**ACTION ITEM**. Your task is to transcribe, without alteration, the lines from the top of the material below through the line bearing "positive clicks: (451, 522)", inclusive.

**DATASET RECORDS**.
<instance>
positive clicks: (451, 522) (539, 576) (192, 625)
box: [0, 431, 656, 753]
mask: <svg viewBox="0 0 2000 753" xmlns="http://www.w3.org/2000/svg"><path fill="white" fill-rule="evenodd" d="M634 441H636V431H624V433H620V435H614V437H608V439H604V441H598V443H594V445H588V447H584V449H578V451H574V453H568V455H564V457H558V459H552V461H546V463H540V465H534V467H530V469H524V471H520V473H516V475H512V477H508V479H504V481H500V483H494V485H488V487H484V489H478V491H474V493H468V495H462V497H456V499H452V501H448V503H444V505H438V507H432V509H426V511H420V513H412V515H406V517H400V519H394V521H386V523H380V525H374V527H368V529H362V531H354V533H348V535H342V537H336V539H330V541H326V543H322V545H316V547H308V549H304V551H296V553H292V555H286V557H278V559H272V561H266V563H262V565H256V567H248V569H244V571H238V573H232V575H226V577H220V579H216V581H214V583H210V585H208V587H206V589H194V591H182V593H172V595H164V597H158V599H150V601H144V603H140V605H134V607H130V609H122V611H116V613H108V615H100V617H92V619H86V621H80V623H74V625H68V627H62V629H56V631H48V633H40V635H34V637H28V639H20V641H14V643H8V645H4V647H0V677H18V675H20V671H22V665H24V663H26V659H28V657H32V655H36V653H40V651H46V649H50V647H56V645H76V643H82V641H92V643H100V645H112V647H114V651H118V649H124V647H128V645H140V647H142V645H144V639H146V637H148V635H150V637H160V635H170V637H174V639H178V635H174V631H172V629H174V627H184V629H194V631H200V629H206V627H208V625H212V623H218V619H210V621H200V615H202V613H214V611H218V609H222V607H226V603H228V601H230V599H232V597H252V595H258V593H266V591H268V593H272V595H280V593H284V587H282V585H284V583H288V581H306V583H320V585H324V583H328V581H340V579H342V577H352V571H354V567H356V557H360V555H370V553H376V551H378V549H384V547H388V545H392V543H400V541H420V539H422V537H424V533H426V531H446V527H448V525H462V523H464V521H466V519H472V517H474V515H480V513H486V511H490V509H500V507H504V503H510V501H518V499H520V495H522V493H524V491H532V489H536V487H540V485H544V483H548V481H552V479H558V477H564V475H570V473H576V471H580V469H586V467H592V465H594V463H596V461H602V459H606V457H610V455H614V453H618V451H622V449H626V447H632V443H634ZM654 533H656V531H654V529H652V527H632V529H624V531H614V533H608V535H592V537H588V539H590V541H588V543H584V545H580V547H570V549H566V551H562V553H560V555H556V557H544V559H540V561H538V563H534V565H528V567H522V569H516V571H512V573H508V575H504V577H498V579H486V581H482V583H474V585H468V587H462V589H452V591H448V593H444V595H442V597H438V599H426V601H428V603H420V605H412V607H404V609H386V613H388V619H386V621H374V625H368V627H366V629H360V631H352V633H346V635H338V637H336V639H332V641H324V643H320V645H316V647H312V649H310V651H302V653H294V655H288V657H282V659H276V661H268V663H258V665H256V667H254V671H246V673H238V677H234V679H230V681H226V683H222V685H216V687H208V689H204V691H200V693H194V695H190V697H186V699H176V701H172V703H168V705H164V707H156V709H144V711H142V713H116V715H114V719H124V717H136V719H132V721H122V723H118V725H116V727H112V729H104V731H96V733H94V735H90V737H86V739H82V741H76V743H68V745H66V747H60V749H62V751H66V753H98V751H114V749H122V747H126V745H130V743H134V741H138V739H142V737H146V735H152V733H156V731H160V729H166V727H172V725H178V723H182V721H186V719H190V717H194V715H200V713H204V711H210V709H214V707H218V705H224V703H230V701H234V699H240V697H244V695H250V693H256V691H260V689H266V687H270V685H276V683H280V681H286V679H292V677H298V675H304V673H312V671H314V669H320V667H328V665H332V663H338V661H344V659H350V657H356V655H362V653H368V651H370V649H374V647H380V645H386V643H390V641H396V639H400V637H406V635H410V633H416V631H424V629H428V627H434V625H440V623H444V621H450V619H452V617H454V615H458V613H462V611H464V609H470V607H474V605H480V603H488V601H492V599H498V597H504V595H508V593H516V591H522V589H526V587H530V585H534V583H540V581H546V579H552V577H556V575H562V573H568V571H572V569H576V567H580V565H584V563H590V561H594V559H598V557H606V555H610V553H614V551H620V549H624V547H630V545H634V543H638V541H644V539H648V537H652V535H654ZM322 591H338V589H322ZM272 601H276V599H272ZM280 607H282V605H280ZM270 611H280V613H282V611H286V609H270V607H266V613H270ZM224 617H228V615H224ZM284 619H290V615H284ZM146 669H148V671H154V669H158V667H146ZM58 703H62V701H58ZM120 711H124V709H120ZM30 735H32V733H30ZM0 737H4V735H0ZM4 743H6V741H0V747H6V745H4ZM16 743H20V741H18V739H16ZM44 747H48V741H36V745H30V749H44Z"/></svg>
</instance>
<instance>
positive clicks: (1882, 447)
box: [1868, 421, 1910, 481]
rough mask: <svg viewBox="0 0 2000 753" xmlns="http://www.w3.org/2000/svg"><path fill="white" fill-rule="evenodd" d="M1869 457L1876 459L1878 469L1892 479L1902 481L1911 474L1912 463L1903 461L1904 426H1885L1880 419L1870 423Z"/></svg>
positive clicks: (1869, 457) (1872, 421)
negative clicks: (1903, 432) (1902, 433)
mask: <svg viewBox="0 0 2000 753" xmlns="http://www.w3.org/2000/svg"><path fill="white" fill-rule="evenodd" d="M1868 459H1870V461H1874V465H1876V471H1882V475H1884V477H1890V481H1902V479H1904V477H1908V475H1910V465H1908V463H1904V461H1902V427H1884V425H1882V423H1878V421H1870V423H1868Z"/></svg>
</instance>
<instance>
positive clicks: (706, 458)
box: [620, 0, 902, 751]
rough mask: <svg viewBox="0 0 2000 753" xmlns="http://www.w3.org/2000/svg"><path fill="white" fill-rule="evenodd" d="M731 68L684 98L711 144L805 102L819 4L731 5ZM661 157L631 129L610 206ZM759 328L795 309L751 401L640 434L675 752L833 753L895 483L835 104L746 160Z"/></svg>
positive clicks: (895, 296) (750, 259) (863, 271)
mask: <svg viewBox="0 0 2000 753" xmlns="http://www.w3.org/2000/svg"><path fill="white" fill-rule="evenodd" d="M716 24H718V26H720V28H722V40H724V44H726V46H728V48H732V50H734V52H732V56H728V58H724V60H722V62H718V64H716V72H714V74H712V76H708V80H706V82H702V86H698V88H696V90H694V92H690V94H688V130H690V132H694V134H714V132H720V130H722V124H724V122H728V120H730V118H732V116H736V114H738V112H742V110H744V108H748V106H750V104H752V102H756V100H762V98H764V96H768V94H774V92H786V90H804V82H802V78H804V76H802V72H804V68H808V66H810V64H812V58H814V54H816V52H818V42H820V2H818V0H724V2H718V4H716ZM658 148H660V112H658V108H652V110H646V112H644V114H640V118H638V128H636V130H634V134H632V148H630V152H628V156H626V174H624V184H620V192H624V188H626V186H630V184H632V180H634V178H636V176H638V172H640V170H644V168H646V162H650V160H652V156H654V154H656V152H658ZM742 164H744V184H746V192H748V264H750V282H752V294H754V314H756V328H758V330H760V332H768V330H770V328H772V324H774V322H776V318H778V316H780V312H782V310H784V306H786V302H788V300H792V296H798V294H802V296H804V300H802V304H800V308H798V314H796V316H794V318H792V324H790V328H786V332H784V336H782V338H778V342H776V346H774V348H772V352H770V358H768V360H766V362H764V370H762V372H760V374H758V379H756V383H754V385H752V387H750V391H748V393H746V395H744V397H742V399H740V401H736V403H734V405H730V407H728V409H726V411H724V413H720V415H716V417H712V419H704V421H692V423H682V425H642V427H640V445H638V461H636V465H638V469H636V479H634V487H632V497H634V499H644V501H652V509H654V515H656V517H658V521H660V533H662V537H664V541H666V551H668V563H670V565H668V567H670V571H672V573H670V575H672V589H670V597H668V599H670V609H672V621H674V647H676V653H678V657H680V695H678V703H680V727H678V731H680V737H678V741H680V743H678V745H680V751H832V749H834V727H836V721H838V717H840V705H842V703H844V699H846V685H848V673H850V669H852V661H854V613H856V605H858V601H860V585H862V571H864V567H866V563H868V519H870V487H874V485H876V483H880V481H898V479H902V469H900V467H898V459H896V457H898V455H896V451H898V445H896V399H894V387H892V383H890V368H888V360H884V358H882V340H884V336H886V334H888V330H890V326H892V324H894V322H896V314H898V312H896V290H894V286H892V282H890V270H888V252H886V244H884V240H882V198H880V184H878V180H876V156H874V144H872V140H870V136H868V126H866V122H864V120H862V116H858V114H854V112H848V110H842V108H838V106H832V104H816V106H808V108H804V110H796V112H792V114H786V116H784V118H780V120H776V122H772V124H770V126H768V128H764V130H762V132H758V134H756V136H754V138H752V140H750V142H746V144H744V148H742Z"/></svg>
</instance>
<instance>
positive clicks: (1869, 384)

**THE COMPLETED TASK**.
<instance>
positive clicks: (451, 522) (539, 576) (192, 625)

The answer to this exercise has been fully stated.